Task details
In the entries below, find the line containing "Target: black outboard motor", then copy it and every later line exactly, ending with the last line.
***** Data excerpts
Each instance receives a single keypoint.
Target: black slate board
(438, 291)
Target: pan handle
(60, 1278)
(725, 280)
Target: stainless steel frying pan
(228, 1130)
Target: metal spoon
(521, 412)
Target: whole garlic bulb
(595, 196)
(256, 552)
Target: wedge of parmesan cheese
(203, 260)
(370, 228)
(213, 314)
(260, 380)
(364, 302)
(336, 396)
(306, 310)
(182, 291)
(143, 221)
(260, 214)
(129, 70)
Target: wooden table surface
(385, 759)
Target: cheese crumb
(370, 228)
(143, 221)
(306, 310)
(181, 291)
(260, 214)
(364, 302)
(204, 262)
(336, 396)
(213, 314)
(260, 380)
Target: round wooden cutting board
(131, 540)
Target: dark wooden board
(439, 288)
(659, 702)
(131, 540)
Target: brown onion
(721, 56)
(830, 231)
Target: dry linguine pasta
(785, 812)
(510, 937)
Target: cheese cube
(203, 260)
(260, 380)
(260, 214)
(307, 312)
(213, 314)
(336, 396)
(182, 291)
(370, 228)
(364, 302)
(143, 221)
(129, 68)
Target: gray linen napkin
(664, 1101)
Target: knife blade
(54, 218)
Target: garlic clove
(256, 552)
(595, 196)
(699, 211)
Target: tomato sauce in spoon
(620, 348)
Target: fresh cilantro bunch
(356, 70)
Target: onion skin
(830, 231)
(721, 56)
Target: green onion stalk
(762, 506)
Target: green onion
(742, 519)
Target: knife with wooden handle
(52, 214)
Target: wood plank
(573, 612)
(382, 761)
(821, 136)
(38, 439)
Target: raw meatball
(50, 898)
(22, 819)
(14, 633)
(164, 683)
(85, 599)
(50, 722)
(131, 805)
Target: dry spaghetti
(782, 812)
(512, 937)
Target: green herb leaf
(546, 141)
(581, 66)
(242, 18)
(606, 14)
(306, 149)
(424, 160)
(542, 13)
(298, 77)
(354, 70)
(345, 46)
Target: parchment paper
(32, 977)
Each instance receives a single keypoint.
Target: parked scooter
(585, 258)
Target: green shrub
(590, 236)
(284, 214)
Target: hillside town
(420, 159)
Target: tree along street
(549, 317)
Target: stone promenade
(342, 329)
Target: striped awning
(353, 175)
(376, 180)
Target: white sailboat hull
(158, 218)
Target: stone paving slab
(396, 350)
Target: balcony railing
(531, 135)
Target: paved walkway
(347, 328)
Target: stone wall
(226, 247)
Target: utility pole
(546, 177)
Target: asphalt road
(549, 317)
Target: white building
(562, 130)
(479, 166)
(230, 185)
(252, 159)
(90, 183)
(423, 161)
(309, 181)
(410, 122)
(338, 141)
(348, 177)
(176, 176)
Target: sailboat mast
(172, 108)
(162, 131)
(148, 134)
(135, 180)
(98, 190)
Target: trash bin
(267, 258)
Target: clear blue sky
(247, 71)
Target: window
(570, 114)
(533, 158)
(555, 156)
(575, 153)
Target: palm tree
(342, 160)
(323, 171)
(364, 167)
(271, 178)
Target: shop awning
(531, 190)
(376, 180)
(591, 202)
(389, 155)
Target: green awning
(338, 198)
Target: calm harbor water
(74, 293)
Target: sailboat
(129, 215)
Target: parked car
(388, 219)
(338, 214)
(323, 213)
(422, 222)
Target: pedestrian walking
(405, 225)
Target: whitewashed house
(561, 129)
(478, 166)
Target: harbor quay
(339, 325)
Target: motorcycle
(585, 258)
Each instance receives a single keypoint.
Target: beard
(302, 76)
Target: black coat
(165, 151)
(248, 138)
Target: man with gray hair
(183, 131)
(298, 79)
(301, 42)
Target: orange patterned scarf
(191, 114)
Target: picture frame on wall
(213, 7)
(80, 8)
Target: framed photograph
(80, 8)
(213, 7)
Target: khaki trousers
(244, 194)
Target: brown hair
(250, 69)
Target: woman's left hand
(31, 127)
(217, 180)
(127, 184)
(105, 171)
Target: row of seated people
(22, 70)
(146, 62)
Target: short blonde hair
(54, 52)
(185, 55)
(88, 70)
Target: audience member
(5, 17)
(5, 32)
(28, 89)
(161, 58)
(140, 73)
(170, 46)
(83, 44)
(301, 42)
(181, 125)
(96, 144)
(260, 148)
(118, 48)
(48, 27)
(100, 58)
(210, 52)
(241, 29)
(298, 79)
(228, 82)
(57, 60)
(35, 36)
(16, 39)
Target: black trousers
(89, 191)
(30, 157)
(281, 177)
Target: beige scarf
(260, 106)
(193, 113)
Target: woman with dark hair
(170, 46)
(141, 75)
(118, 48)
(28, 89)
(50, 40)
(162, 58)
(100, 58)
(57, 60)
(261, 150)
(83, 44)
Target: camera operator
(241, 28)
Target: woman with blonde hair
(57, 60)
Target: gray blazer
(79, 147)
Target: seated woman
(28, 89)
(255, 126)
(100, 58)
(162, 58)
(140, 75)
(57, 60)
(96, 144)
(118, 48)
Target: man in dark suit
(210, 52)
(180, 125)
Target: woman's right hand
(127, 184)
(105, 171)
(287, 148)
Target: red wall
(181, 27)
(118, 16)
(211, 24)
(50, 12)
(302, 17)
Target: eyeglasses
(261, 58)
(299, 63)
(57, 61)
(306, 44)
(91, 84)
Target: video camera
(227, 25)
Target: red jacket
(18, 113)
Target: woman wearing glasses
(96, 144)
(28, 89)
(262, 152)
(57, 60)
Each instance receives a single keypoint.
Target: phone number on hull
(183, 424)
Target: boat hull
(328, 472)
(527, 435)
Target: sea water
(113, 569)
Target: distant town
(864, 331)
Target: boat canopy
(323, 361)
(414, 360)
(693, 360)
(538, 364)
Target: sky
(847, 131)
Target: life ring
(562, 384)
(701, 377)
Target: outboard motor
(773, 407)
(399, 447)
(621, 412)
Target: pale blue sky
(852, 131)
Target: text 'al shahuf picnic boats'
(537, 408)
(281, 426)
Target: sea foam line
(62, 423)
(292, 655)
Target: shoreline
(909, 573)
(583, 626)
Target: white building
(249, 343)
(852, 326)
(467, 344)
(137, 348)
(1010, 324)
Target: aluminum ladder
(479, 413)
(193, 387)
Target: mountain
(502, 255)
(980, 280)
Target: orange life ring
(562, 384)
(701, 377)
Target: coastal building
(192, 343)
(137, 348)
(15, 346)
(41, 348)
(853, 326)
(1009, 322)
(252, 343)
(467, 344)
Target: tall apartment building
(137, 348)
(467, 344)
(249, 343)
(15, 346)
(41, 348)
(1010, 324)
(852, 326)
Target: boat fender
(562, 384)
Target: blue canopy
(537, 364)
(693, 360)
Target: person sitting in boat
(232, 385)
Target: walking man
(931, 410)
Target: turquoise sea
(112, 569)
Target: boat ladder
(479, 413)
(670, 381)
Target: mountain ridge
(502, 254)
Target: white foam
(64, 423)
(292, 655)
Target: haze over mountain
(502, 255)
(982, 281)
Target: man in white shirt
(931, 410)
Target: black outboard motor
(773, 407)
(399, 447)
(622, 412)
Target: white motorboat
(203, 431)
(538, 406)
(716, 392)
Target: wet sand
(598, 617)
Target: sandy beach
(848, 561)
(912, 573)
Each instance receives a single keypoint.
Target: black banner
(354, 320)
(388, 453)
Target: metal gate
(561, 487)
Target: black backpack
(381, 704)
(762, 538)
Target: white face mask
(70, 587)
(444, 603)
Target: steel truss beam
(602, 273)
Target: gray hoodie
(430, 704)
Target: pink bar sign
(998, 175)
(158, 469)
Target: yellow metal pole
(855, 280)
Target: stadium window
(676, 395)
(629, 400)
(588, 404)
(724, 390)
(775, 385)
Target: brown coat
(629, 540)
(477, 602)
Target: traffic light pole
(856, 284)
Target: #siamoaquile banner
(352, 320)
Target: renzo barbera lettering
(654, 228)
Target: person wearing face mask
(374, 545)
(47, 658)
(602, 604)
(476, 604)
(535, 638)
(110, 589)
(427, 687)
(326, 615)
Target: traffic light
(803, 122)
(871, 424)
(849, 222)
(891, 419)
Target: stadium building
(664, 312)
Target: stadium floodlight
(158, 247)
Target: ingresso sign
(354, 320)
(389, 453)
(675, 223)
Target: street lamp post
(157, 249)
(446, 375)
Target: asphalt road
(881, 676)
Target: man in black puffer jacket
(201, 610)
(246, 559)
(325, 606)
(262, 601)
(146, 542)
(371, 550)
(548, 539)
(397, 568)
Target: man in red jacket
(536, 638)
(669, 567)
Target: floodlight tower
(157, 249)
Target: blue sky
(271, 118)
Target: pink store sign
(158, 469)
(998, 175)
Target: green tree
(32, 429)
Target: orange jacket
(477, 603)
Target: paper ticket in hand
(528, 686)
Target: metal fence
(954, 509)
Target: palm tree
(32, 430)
**********
Exercise answer
Target: black outboard motor
(773, 407)
(399, 447)
(622, 412)
Target: white motorboat
(203, 431)
(538, 406)
(716, 392)
Target: wet sand
(598, 617)
Target: sandy beach
(848, 561)
(912, 573)
Each instance receives a single keypoint.
Target: black banner
(354, 320)
(388, 453)
Target: metal gate
(561, 487)
Target: black backpack
(381, 704)
(762, 538)
Target: white face mask
(70, 587)
(444, 603)
Target: steel truss beam
(602, 273)
Target: gray hoodie
(430, 704)
Target: pink bar sign
(998, 175)
(158, 469)
Target: yellow metal pole
(855, 280)
Target: stadium window
(676, 395)
(629, 400)
(588, 404)
(724, 390)
(775, 385)
Target: brown coat
(629, 540)
(477, 602)
Target: traffic light pole
(856, 284)
Target: #siamoaquile banner
(352, 320)
Target: renzo barbera lettering
(654, 228)
Target: person wearing face mask
(374, 545)
(47, 658)
(602, 604)
(476, 604)
(535, 638)
(110, 589)
(427, 687)
(326, 615)
Target: traffic light
(803, 122)
(871, 424)
(849, 222)
(891, 419)
Target: stadium building
(664, 312)
Target: stadium floodlight
(158, 247)
Target: ingresso sign
(354, 320)
(389, 453)
(675, 223)
Target: street lamp post
(157, 249)
(446, 375)
Target: asphalt road
(881, 676)
Target: man in black puffer jacket
(201, 610)
(246, 559)
(325, 606)
(262, 601)
(146, 542)
(371, 550)
(548, 539)
(397, 568)
Target: man in red jacket
(536, 638)
(669, 567)
Target: floodlight tower
(157, 249)
Target: blue sky
(271, 118)
Target: pink store sign
(158, 469)
(998, 175)
Target: green tree
(32, 429)
Target: orange jacket
(477, 603)
Target: paper ticket in hand
(528, 686)
Target: metal fence
(954, 509)
Target: palm tree
(32, 430)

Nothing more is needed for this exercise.